# Input material
§
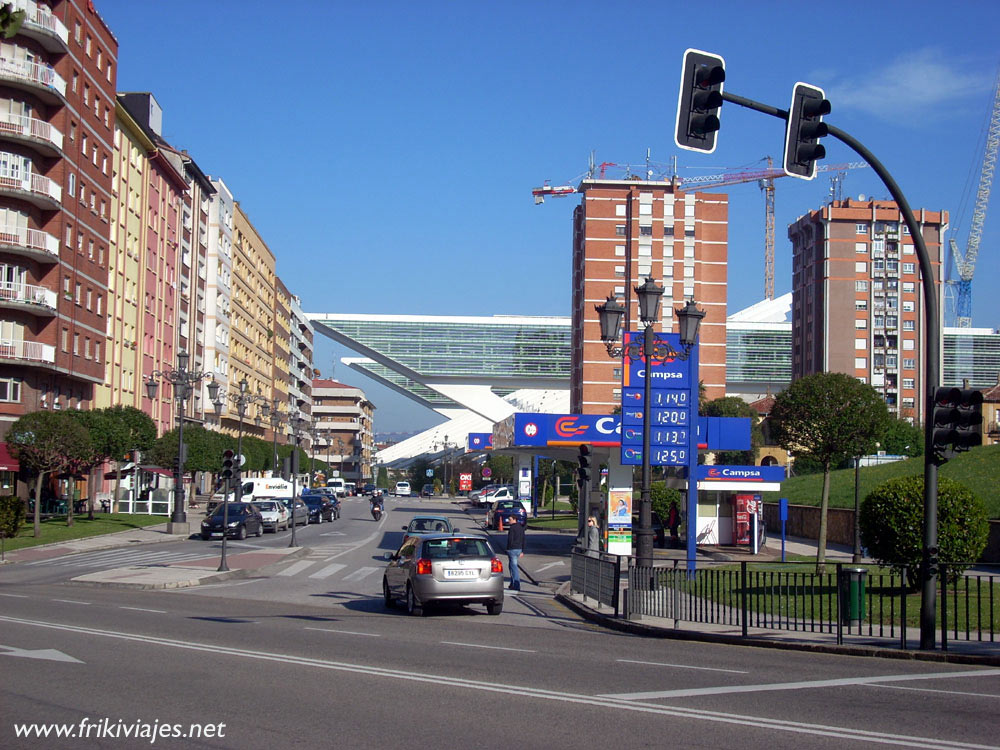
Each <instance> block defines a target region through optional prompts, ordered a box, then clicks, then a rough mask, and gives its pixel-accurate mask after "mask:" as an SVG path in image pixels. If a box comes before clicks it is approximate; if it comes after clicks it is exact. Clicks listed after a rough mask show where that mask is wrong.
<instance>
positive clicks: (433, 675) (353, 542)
mask: <svg viewBox="0 0 1000 750" xmlns="http://www.w3.org/2000/svg"><path fill="white" fill-rule="evenodd" d="M431 507H433V506H432V505H429V504H428V503H426V502H420V503H417V502H415V501H414V502H410V503H408V502H406V501H394V502H391V503H389V504H388V508H389V511H390V512H389V513H387V514H386V516H385V518H384V520H383V521H382V522H381V523H380V524H375V523H374V522H373V521H371V519H370V517H367V518H366V516H367V507H366V506H364V505H362V504H360V503H348V504H345V509H344V517H343V518H342V519H341V521H339V522H335V523H333V524H323V525H320V526H313V527H311V528H310V529H308V530H306V533H302V531H301V530H300V535H301V536H302V541H304V542H306V543H308V544H312V543H315V544H316V549H319V548H324V547H325V548H324V549H323V553H322V556H319V555H317V556H316V557H315V558H310V557H308V556H307V557H305V558H302V559H301V560H297V561H293V562H290V563H288V565H287V566H285V567H283V568H282V569H281V570H279V571H277V572H276V573H273V574H271V575H269V576H266V577H259V578H250V579H246V580H237V581H227V582H224V583H222V584H218V585H214V586H203V587H198V588H195V589H186V590H180V591H132V590H126V589H108V588H95V587H89V586H82V585H80V584H73V583H67V582H66V580H68V578H69V577H71V575H72V570H73V568H72V567H65V568H62V569H61V568H60V567H57V566H53V565H38V566H34V568H33V569H31V568H28V567H27V566H22V565H20V564H19V565H16V566H7V567H6V568H5V569H3V570H2V571H0V670H2V671H0V675H2V679H0V691H2V692H0V696H2V697H0V706H2V709H3V710H2V711H0V746H2V747H60V746H66V747H69V746H71V745H74V744H76V745H77V746H79V740H78V739H77V740H68V739H64V740H54V739H52V738H48V739H37V738H35V739H25V738H17V737H16V736H15V735H16V732H17V731H18V727H17V726H15V725H21V724H24V723H36V722H63V723H66V724H67V725H69V724H72V725H73V727H74V730H75V731H77V732H80V731H81V723H83V724H82V727H83V731H86V730H87V729H88V728H89V731H90V733H91V736H90V738H89V739H88V740H87V744H86V746H90V747H108V748H111V747H140V746H142V747H148V746H150V745H151V744H155V746H168V747H170V746H174V747H220V748H221V747H226V748H230V747H232V748H236V747H239V748H258V747H260V748H265V747H266V748H274V747H307V746H308V747H332V746H336V747H357V748H375V747H386V746H398V745H402V744H403V743H406V744H407V745H411V746H412V745H417V746H427V747H442V746H443V747H461V748H466V747H487V748H489V747H498V748H499V747H509V746H514V747H518V748H536V747H538V748H541V747H545V748H563V747H566V748H570V747H572V748H579V747H685V748H761V749H763V748H769V749H770V748H844V747H861V746H896V747H900V746H901V747H908V748H982V747H998V746H1000V745H998V739H997V737H996V730H995V725H996V722H995V719H994V718H993V717H994V716H995V714H996V711H997V709H998V707H1000V669H991V668H984V667H970V666H963V665H955V664H938V663H933V662H918V661H907V660H885V659H874V658H857V657H844V656H837V655H831V654H814V653H806V652H788V651H780V650H773V649H757V648H748V647H743V646H720V645H716V644H703V643H691V642H684V641H671V640H658V639H647V638H642V637H638V636H633V635H625V634H620V633H612V632H608V631H604V630H601V629H599V628H597V627H595V626H593V625H590V624H589V623H586V622H584V621H581V620H579V619H578V618H577V617H576V616H575V615H573V614H572V613H570V612H569V611H567V610H565V609H564V608H563V607H562V606H561V605H560V604H559V603H558V602H556V601H555V600H553V598H552V597H551V595H550V594H549V593H548V592H547V590H546V587H545V586H533V587H531V588H530V590H528V591H526V592H523V593H522V594H521V595H518V596H508V597H507V601H506V603H505V608H504V612H503V614H501V615H500V616H499V617H490V616H488V615H486V614H485V611H484V609H483V608H481V607H459V608H455V609H450V610H442V611H438V612H434V613H433V614H431V615H430V616H429V617H425V618H414V617H408V616H407V615H406V614H405V613H404V612H403V611H402V610H401V609H396V610H390V611H387V610H385V609H384V607H383V605H382V602H381V597H380V595H379V587H380V581H381V578H380V576H379V574H378V570H379V569H380V567H381V565H382V564H383V563H382V553H383V552H384V551H388V550H390V549H394V545H395V544H396V543H397V542H398V538H399V537H398V536H397V535H398V534H399V527H400V526H402V525H403V524H404V523H405V522H406V521H408V519H409V517H410V516H411V515H413V513H414V512H417V511H419V510H425V509H429V508H431ZM440 507H444V506H440ZM415 508H416V509H417V510H414V509H415ZM449 510H452V511H454V512H455V513H456V514H462V515H464V513H463V512H462V511H461V510H459V509H458V508H456V507H455V506H449ZM458 523H459V526H463V522H461V521H459V522H458ZM466 526H467V527H468V525H467V524H466ZM470 528H471V527H470ZM393 529H396V531H393ZM334 532H341V533H342V534H343V536H340V535H337V534H335V533H334ZM307 534H308V536H307ZM324 534H332V535H331V536H324ZM281 536H282V535H278V537H279V538H271V537H270V535H268V536H267V537H265V538H264V539H265V540H266V543H269V544H282V543H284V544H287V537H286V538H285V540H284V541H282V539H281V538H280V537H281ZM248 541H249V540H248ZM253 541H254V542H255V543H256V542H259V541H260V540H253ZM193 544H199V545H209V544H210V543H206V542H201V541H198V542H193V541H192V542H182V543H178V544H176V545H175V544H173V543H171V544H169V545H156V546H157V547H167V546H169V547H174V546H177V547H179V548H181V549H183V547H184V545H193ZM135 552H137V553H139V552H140V550H135ZM306 560H308V561H309V562H310V564H309V565H308V566H301V565H300V566H299V567H298V569H297V570H296V572H294V573H291V574H288V575H281V573H282V572H286V571H288V570H289V569H292V568H293V566H296V565H297V564H298V563H301V562H305V561H306ZM529 562H533V563H534V564H535V565H536V567H541V564H540V563H542V562H544V564H545V565H549V564H551V562H553V560H550V559H548V558H538V559H536V560H534V561H529ZM336 565H343V567H342V568H336V569H334V567H333V566H336ZM367 568H374V569H375V572H373V573H368V572H364V570H365V569H367ZM12 569H20V570H12ZM529 569H530V568H529ZM323 570H326V571H327V573H326V574H324V575H321V576H320V575H317V574H318V573H320V572H321V571H323ZM549 570H553V571H556V570H558V567H552V568H549ZM60 576H61V578H60ZM352 576H353V577H352ZM87 722H90V723H92V724H96V725H101V726H102V729H104V731H105V732H107V731H115V730H117V734H118V736H117V737H106V736H105V737H103V738H98V737H97V736H96V735H97V733H98V731H99V730H98V729H97V728H93V727H90V726H89V724H88V723H87ZM192 724H200V725H212V730H211V731H212V732H213V733H216V734H217V733H218V732H219V731H222V732H223V734H224V736H213V737H208V738H206V737H202V738H200V739H197V740H195V739H191V738H176V737H174V738H168V737H165V736H160V737H159V738H158V739H156V740H155V743H151V742H150V739H149V738H145V737H141V738H139V739H125V738H124V737H123V736H122V734H123V733H124V732H125V730H126V729H130V730H131V731H138V732H140V733H141V732H143V731H146V732H149V731H152V729H153V728H154V727H157V728H158V727H163V726H166V728H167V730H169V732H171V733H172V732H174V731H175V730H176V731H184V732H187V731H189V730H190V729H191V725H192ZM220 724H225V726H224V727H221V728H220V726H219V725H220ZM175 725H177V726H175ZM159 731H164V730H159Z"/></svg>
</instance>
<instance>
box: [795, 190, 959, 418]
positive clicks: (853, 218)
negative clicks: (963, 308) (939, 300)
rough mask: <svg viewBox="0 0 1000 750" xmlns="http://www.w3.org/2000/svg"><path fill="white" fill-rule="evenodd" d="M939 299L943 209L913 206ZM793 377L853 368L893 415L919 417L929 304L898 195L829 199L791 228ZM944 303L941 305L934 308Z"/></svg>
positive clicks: (942, 227)
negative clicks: (877, 198)
mask: <svg viewBox="0 0 1000 750" xmlns="http://www.w3.org/2000/svg"><path fill="white" fill-rule="evenodd" d="M914 214H915V216H916V219H917V222H918V223H919V224H920V226H921V231H922V232H923V238H924V243H925V245H926V246H927V252H928V255H929V256H930V260H931V265H932V266H933V268H934V280H933V283H934V284H935V285H936V286H938V299H940V283H941V260H942V255H943V251H944V233H945V230H946V229H947V226H948V212H947V211H928V210H926V209H920V210H918V211H915V212H914ZM788 237H789V239H790V240H791V241H792V378H793V379H795V378H800V377H802V376H804V375H809V374H812V373H815V372H842V373H846V374H848V375H854V376H855V377H857V378H858V379H859V380H861V381H862V382H865V383H870V384H871V385H872V386H874V387H875V388H877V389H878V390H879V391H880V392H881V393H882V395H883V397H884V398H885V400H886V403H887V404H888V405H889V410H890V411H891V412H892V413H894V414H895V415H896V416H897V417H901V418H904V419H909V420H911V421H914V422H920V421H921V419H920V416H921V415H922V414H924V411H925V410H924V389H923V385H922V381H923V373H924V372H925V364H926V362H925V356H926V352H925V350H924V346H923V343H924V341H925V338H926V328H925V326H926V309H925V307H924V297H923V291H922V289H921V274H920V268H919V264H918V262H917V255H916V252H915V249H914V244H913V238H912V237H910V234H909V230H908V229H907V227H906V224H905V223H904V222H903V217H902V214H901V213H900V211H899V207H898V206H897V205H896V203H895V202H894V201H887V200H852V199H847V200H843V201H834V202H833V203H831V204H829V205H826V206H824V207H823V208H821V209H819V210H816V211H810V212H809V213H808V214H806V215H805V216H802V217H800V218H799V219H798V220H797V221H796V222H795V223H794V224H792V225H791V226H789V228H788ZM941 313H942V309H941V306H940V303H939V309H938V315H939V319H940V315H941Z"/></svg>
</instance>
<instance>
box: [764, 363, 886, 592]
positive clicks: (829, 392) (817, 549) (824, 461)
mask: <svg viewBox="0 0 1000 750" xmlns="http://www.w3.org/2000/svg"><path fill="white" fill-rule="evenodd" d="M889 419H890V417H889V410H888V409H887V408H886V405H885V401H883V400H882V397H881V396H880V395H879V393H878V391H876V390H875V389H874V388H872V387H871V386H870V385H867V384H866V383H862V382H861V381H860V380H858V379H857V378H854V377H851V376H850V375H845V374H843V373H839V372H819V373H815V374H813V375H806V376H805V377H804V378H799V379H798V380H796V381H795V382H794V383H792V384H791V385H790V386H789V387H788V388H787V389H786V390H784V391H782V392H781V393H779V394H778V396H777V397H776V398H775V402H774V408H773V409H772V410H771V424H772V429H773V434H774V437H775V439H776V440H777V441H778V445H780V446H781V447H782V448H784V449H785V450H787V451H789V452H790V453H794V454H796V455H799V454H805V455H808V456H811V457H812V458H813V459H815V460H816V461H818V462H819V463H820V464H821V465H822V466H823V494H822V497H821V499H820V519H819V539H818V549H817V551H816V570H817V572H819V573H822V572H823V571H824V563H825V561H826V528H827V511H828V509H829V506H830V469H831V467H832V466H833V465H834V464H836V463H837V462H838V461H843V460H844V459H845V458H848V457H850V456H861V455H865V454H867V453H871V452H872V451H873V450H874V449H875V443H876V442H877V441H878V440H879V438H881V437H882V436H883V435H885V431H886V427H887V425H888V423H889Z"/></svg>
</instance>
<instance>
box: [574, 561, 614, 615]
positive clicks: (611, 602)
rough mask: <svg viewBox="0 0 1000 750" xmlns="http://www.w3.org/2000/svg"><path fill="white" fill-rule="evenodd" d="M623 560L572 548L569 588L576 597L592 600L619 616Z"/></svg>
mask: <svg viewBox="0 0 1000 750" xmlns="http://www.w3.org/2000/svg"><path fill="white" fill-rule="evenodd" d="M621 578H622V558H621V556H619V555H607V554H605V553H603V552H595V551H592V550H584V549H582V548H580V547H574V548H573V557H572V569H571V573H570V587H571V589H572V591H573V592H574V593H576V594H583V596H584V597H585V598H588V599H595V600H596V601H597V603H598V604H599V605H604V606H606V607H611V608H613V609H614V611H615V617H617V616H618V615H619V614H620V611H619V603H620V601H621Z"/></svg>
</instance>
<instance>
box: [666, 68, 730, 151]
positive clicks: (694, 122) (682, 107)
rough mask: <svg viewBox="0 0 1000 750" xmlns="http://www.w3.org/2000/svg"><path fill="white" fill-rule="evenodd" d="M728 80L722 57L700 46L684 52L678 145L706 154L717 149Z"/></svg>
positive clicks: (681, 78)
mask: <svg viewBox="0 0 1000 750" xmlns="http://www.w3.org/2000/svg"><path fill="white" fill-rule="evenodd" d="M725 80H726V61H725V60H723V59H722V58H721V57H719V56H718V55H713V54H710V53H708V52H702V51H701V50H696V49H689V50H686V51H685V52H684V63H683V65H682V66H681V87H680V94H679V95H678V97H677V127H676V130H675V132H674V142H675V143H677V145H678V146H680V147H681V148H686V149H688V150H689V151H702V152H704V153H706V154H710V153H712V152H713V151H715V134H716V133H717V132H718V130H719V110H720V109H721V108H722V83H723V81H725Z"/></svg>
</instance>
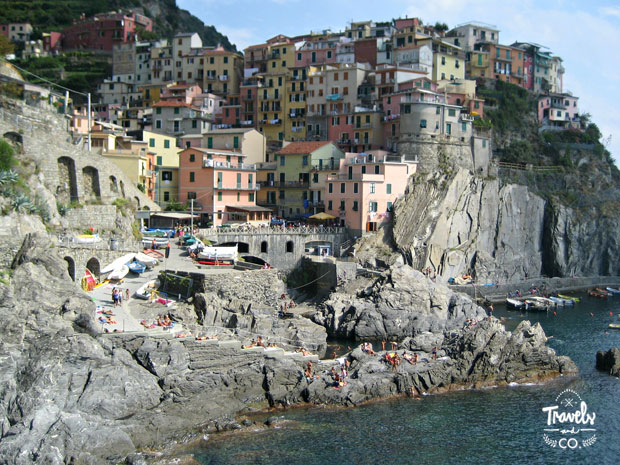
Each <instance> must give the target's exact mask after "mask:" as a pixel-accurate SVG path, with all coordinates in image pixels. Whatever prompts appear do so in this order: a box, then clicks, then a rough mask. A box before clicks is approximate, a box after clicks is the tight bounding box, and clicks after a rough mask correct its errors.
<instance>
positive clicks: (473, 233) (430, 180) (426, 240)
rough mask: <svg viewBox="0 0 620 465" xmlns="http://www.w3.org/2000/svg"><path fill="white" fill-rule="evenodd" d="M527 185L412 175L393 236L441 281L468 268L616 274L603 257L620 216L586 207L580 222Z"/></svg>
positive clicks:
§
# Your assignment
Copy exactly the stretch of data above from the line with "299L943 209L913 206ZM793" through the line with "positive clicks: (942, 227)", and omit all other lines.

# Task output
rough mask: <svg viewBox="0 0 1000 750" xmlns="http://www.w3.org/2000/svg"><path fill="white" fill-rule="evenodd" d="M939 299L943 209L913 206ZM793 377L853 368L893 415L919 417L929 304L898 195L829 199L791 228ZM944 303L941 305L934 308Z"/></svg>
positive clicks: (942, 227)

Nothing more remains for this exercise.